Exercise requirements
Omit images. Retype all entries verbatim.

Pointing dataset excerpts
## start

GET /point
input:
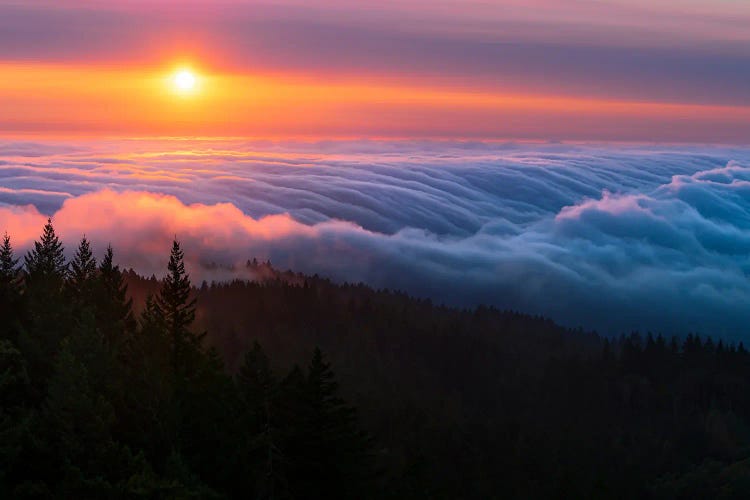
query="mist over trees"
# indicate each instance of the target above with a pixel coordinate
(117, 386)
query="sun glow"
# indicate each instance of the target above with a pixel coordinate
(184, 80)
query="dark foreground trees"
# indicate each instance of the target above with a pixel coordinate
(96, 405)
(109, 388)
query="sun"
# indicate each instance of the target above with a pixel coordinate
(184, 80)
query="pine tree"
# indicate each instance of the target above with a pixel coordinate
(9, 268)
(114, 310)
(46, 260)
(10, 289)
(82, 278)
(177, 311)
(48, 312)
(82, 267)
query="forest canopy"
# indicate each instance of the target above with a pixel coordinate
(113, 385)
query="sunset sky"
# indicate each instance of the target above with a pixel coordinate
(635, 70)
(585, 160)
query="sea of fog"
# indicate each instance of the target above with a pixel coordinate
(614, 238)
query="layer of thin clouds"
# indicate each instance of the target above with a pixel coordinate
(614, 238)
(674, 52)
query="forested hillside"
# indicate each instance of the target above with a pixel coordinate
(117, 386)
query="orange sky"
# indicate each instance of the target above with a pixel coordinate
(660, 70)
(38, 98)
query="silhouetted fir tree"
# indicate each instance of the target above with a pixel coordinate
(81, 282)
(9, 268)
(114, 310)
(46, 261)
(48, 314)
(177, 311)
(10, 290)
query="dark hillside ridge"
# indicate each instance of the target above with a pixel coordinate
(468, 403)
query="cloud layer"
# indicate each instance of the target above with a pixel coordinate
(614, 238)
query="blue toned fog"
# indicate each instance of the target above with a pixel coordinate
(613, 238)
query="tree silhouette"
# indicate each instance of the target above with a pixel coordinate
(114, 309)
(46, 260)
(177, 312)
(10, 290)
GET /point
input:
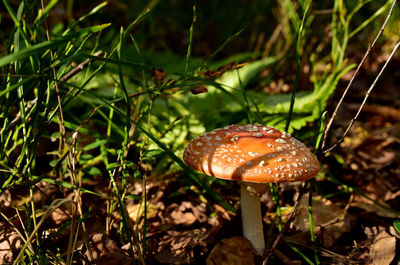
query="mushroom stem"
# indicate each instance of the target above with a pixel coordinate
(251, 220)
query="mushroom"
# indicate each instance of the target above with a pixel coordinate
(254, 155)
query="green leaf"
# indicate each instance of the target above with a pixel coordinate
(47, 45)
(94, 145)
(396, 224)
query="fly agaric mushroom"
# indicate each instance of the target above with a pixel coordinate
(254, 155)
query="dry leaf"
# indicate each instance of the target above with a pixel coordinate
(383, 249)
(329, 220)
(9, 244)
(374, 208)
(177, 247)
(198, 90)
(232, 251)
(114, 258)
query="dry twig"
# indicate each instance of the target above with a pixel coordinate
(328, 126)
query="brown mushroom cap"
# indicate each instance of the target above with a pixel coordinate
(251, 153)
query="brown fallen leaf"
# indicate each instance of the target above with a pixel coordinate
(157, 74)
(329, 220)
(114, 258)
(383, 249)
(9, 244)
(178, 247)
(198, 90)
(374, 208)
(185, 213)
(232, 251)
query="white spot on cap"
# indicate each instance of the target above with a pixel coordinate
(280, 140)
(235, 138)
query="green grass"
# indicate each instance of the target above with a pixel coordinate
(111, 117)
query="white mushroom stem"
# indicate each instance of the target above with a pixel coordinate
(251, 220)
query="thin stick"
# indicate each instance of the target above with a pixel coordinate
(365, 99)
(328, 126)
(289, 221)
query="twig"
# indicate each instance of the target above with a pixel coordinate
(365, 99)
(79, 67)
(328, 126)
(289, 221)
(65, 78)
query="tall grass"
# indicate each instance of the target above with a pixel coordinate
(75, 108)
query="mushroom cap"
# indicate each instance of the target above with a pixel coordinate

## end

Full response
GET /point
input:
query="mist over trees"
# indicate each instance of the target above with a pixel coordinate
(117, 386)
query="sun glow"
# indicate each instance of the target above with a pixel coordinate
(184, 80)
query="dark foreground trees"
# indicate each instance of the target above with a pixel coordinate
(96, 405)
(109, 388)
query="sun"
# indicate each instance of the target above with a pixel coordinate
(184, 80)
query="pine tree"
# indicate each instance of the target above with a pixel coordinate
(9, 268)
(114, 310)
(46, 260)
(10, 289)
(82, 278)
(177, 311)
(48, 312)
(82, 267)
query="forest canopy"
# indicate each instance of the target above with a pixel coordinate
(113, 385)
query="sunset sky"
# indicate each instance of the target above with a pixel coordinate
(635, 70)
(585, 160)
query="sea of fog"
# indicate each instance of the target above with a pixel coordinate
(614, 238)
query="layer of thin clouds"
# indicate each instance of the target above with a pixel coordinate
(614, 238)
(674, 52)
query="forested hillside"
# indicate each instance of the target above with a pixel coordinate
(117, 386)
query="orange sky"
# indicate each instance of the target above with a pixel coordinate
(660, 70)
(38, 98)
query="silhouetted fir tree"
# indicate each instance of the target above with a pixel coordinate
(81, 282)
(9, 268)
(114, 310)
(46, 261)
(48, 314)
(177, 311)
(10, 290)
query="dark hillside ridge"
# indicate each instance of the target above with a pixel coordinate
(468, 403)
query="cloud layer"
# indicate each instance of the target above with a pixel coordinate
(614, 238)
query="blue toned fog"
# indicate each instance of the target above with a pixel coordinate
(613, 238)
query="tree silhouette"
# indicate each instance of the target above with a pixel coordinate
(114, 309)
(46, 260)
(177, 312)
(10, 290)
GET /point
input:
query="mushroom stem"
# indicate each instance of the target above with a pixel coordinate
(251, 220)
query="mushroom"
# indicate each instance of the target above with a pixel coordinate
(254, 155)
query="green leaf"
# indicate each instance of the target above with a pixel coordinate
(47, 45)
(94, 145)
(396, 224)
query="fly agaric mushroom"
# indicate each instance of the target above with a pixel coordinate
(254, 155)
query="dry leaf"
# indicate each instance of the target above with a pixel coordinate
(383, 249)
(329, 220)
(9, 244)
(374, 208)
(177, 247)
(198, 90)
(232, 251)
(114, 258)
query="dry twig"
# indicate each instance of the target above with a pixel coordinate
(328, 126)
query="brown mushroom cap"
# indicate each instance of the target above with a pixel coordinate
(251, 153)
query="brown fallen leaf"
# indicate each instance of the target above with a pixel coordinate
(157, 74)
(329, 220)
(114, 258)
(383, 249)
(9, 244)
(178, 247)
(198, 90)
(374, 208)
(185, 213)
(232, 251)
query="white spot on cap"
# indicate each instance of the target above with a pixel coordinate
(280, 140)
(235, 138)
query="green grass"
# indicate each instance of the target above with a pixel coordinate
(111, 117)
query="white mushroom stem"
# indicate each instance of the target above with a pixel coordinate
(251, 220)
query="thin stick"
# indicate each instance of the target above with a pixel coordinate
(365, 99)
(328, 126)
(289, 221)
query="twig"
# indicate each instance of the target above with a pixel coordinate
(365, 99)
(79, 67)
(328, 126)
(289, 221)
(65, 78)
query="tall grass"
# indicate each instance of the target above with a pixel coordinate
(75, 108)
query="mushroom cap"
# indicate each instance of the target above with a pixel coordinate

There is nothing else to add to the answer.